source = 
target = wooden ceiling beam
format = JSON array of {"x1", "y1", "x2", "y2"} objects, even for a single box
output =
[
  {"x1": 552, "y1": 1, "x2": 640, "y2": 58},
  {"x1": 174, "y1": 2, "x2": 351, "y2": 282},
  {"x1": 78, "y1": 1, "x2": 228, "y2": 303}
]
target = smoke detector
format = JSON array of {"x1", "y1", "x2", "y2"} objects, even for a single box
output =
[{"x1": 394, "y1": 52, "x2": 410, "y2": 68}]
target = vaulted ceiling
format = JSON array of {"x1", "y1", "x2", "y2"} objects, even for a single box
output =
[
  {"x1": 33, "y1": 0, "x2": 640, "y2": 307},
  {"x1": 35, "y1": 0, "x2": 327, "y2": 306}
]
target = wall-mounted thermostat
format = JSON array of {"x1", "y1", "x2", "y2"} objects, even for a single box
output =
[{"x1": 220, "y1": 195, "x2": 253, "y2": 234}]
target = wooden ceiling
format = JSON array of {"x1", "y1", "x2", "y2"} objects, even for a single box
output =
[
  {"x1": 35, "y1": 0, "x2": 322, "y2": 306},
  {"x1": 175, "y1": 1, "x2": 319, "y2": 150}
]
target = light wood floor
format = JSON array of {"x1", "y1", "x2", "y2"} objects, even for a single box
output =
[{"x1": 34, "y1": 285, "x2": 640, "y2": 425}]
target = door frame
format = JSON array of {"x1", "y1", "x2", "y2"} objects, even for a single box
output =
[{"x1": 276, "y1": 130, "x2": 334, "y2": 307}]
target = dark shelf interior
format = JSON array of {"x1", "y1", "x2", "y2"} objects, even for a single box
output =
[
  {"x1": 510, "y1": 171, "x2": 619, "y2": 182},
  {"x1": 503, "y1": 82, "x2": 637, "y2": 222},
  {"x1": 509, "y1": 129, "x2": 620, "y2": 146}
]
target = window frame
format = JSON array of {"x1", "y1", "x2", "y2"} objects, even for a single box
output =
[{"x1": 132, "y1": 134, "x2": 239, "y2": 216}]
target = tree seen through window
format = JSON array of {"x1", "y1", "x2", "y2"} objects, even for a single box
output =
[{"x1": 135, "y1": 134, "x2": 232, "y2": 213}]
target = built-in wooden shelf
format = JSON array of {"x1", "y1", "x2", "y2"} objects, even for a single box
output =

+ + + +

# [INSTRUCTIONS TO FOLLOW]
Gather from the records above every line containing the string "frame".

# [RESPONSE]
target = door frame
target = window frame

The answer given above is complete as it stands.